| Problem requirements |
Copy every line of the records below word for word, and leave the pictures out of your copy.

Data items:
%%

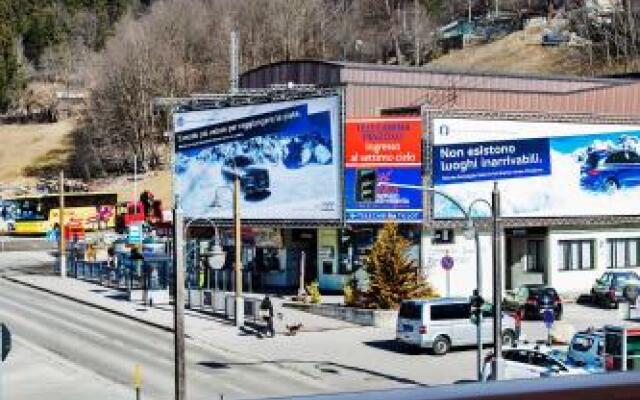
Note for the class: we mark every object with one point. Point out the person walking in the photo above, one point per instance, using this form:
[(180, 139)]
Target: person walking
[(266, 312), (518, 317)]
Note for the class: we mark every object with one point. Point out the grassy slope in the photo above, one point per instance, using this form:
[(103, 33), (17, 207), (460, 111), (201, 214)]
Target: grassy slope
[(512, 54), (31, 145)]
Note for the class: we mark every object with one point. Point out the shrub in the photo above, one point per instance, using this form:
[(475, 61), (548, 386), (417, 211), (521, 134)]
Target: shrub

%%

| Task output |
Note for the class: we mark every object with one point. Point out the person walking in the photo above, one point per instance, using this form:
[(180, 139)]
Target: person walking
[(266, 312), (518, 317)]
Note for the class: we mark every object with one point. Point out the grassy slope in the photo above, one point per instance, using this form:
[(103, 33), (17, 207), (460, 111), (201, 214)]
Target: grassy slope
[(512, 54), (31, 145)]
Note for the class: we mark every object with one point. Point out the shrub in the photo above, one point per instance, using this form:
[(475, 61), (548, 386), (417, 211), (521, 134)]
Target: shrub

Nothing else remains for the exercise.